I am trying to scrape data from the following websites with 4 dropdown menus - after clicking each dropdown menus they show a table from where I want to scrape data. I want to combine information from all tables from all dropdown menus.
I am using RSelenium
package however as I am very new to web scraping, I could not understand how to make loop with the four available options to get the final table.
https://hindi.iocl.com/lpgdistributors.aspx
I tried the previous discussion on webscraping and modify the code accordingly.
library(RSelenium)
library(rvest)
system("taskkill /im java.exe /f", intern=FALSE, ignore.stdout=FALSE)
rD <- rsDriver(browser = c("firefox")) #specify browser type you want Selenium to open
remDr <- rD$client
remDr$navigate("https://hindi.iocl.com/lpgdistributors.aspx") # navigates to webpage
# select first dropdown list
option <- remDr$findElement(using='id', value="cmbState")
#get all option values from dropdown list
option_values <- option$getPageSource()[[1]] %>%
str_extract_all("1[0-9]{3}")
# select 2nd dropdown list
option <- remDr$findElement(using='id', value="cmbDistrict")
#get all option values from dropdown list
option_values <- option$getPageSource()[[1]] %>%
str_extract_all("1[0-9]{3}")
# select 3rd dropdown list
option <- remDr$findElement(using='id', value="cmbMarket")
#get all option values from dropdown list
option_values <- option$getPageSource()[[1]] %>%
str_extract_all("1[0-9]{3}")
#select 4th dropdown list
option2 <- remDr$findElement(using='id', value="cmbArea")
#get all option values from dropdown list
option_values_2 <- option2$getElementText() %>%
str_split("\\n") %>%
unlist()
#### create loop to loop over all tables...
option <- remDr$findElement(using='id', value="cmbState")
option <- remDr$findElement(using = 'xpath', "//*/option[@value = '1']") #change '1194' to values in option_values in loop
option$clickElement()
# change dropdown selection
option2 <- remDr$findElement(using='id', value="cmbDistrict")

==*==

From the RSelenium scraping text, write out the section that opens at the words "#### create loop" and ends after the words "option$clickElement()".

==*==

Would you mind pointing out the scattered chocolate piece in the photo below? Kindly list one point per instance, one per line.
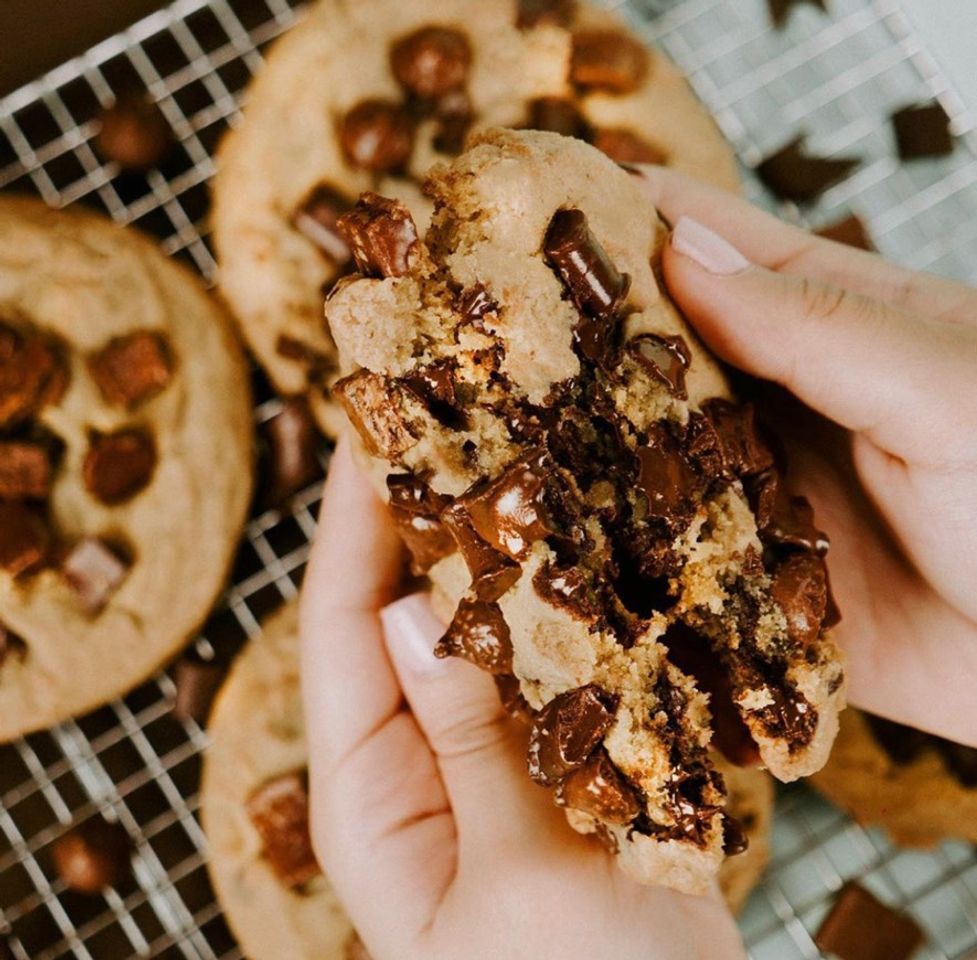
(381, 234)
(279, 810)
(119, 465)
(93, 855)
(794, 174)
(608, 60)
(566, 732)
(132, 369)
(431, 61)
(134, 134)
(860, 927)
(922, 130)
(94, 571)
(377, 135)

==*==

Written response:
#### create loop to loop over all tables...
option <- remDr$findElement(using='id', value="cmbState")
option <- remDr$findElement(using = 'xpath', "//*/option[@value = '1']") #change '1194' to values in option_values in loop
option$clickElement()